#### [What this task involves]
All lines from the one that contains "# Target: green stripe on locomotive" through the close of the entries below are to be repeated exactly, without any pictures.

━━━ Material shown

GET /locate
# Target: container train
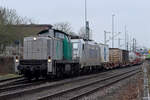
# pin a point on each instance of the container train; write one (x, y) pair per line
(53, 53)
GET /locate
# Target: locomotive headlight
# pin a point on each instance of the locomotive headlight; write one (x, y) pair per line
(49, 59)
(17, 60)
(34, 38)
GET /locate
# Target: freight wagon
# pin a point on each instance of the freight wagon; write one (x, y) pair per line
(53, 53)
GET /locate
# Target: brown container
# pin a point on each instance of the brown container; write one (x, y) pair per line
(118, 56)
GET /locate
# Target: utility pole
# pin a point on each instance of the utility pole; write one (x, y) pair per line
(119, 42)
(105, 37)
(86, 22)
(125, 38)
(113, 30)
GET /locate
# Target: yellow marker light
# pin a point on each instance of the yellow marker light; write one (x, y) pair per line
(49, 60)
(17, 60)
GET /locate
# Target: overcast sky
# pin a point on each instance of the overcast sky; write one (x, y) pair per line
(135, 14)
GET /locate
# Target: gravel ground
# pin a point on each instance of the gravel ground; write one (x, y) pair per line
(128, 89)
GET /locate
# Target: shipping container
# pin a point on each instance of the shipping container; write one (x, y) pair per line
(40, 48)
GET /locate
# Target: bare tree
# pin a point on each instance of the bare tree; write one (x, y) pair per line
(8, 34)
(64, 26)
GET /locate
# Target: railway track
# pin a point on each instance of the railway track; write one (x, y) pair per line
(67, 87)
(74, 93)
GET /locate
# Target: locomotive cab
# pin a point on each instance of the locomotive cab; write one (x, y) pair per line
(41, 53)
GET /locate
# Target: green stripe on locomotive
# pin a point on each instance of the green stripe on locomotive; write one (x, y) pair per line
(67, 49)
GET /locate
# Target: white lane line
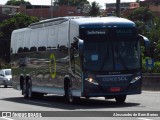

━━━━━━

#### [Solution to the exercise]
# Target: green stripe on locomotive
# pin a point on each instance of the green stripe on locomotive; write one (x, y) pair per line
(67, 49)
GET /locate
# Target: white lane line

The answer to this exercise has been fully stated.